- **Problem**
Reproduce the material below word for word, from the line that contains "Where can the blue" through the last line of the material, including both.

- **Exercise inputs**
□ □ □ □ □ □ □
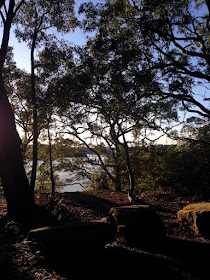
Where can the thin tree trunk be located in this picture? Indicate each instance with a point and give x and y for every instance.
(17, 192)
(129, 168)
(35, 117)
(51, 161)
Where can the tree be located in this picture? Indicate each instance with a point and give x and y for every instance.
(109, 101)
(14, 180)
(37, 18)
(178, 34)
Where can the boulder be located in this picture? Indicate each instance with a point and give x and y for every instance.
(138, 225)
(197, 217)
(74, 238)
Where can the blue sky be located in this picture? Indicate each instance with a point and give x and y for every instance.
(22, 53)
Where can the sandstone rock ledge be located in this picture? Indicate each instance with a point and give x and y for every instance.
(197, 217)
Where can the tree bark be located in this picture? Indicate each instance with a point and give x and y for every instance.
(51, 162)
(35, 117)
(14, 180)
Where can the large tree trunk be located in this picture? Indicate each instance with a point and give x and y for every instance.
□ □ □ □ □ □ □
- **Exercise output**
Where can the blue sky be located in this picture? Indicate each instance with a point and give x and y for every instance.
(22, 53)
Where can the sandstone rock ledge be located in this picture? Indicate each instance with a point and give x and y for every instance.
(197, 217)
Where can the tree bark be located in this picture? Indicate each instance with a point and give x and y for every instance.
(51, 162)
(35, 117)
(14, 180)
Where can the large tree trunk be located in this picture? Indicate each instance with a point and give x and y for every instance.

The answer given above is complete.